- Work order:
Pictures aside, repeat every record below exactly.

═══

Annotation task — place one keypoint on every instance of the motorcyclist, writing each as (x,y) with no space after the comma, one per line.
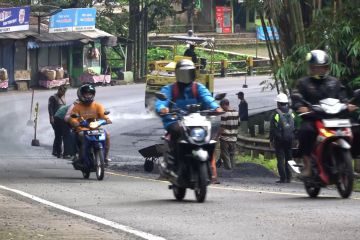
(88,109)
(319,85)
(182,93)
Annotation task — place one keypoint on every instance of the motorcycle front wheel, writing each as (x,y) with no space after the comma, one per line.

═══

- Task answer:
Annotation task — place one keypoint on every instance of the motorcyclist, writing each as (x,y) with no space after the comma, one per line.
(88,109)
(319,85)
(182,93)
Annotation task — place one keypoint on every instance of the motorcycle front wheel, writing each as (x,y) with no space after the comma, one per line.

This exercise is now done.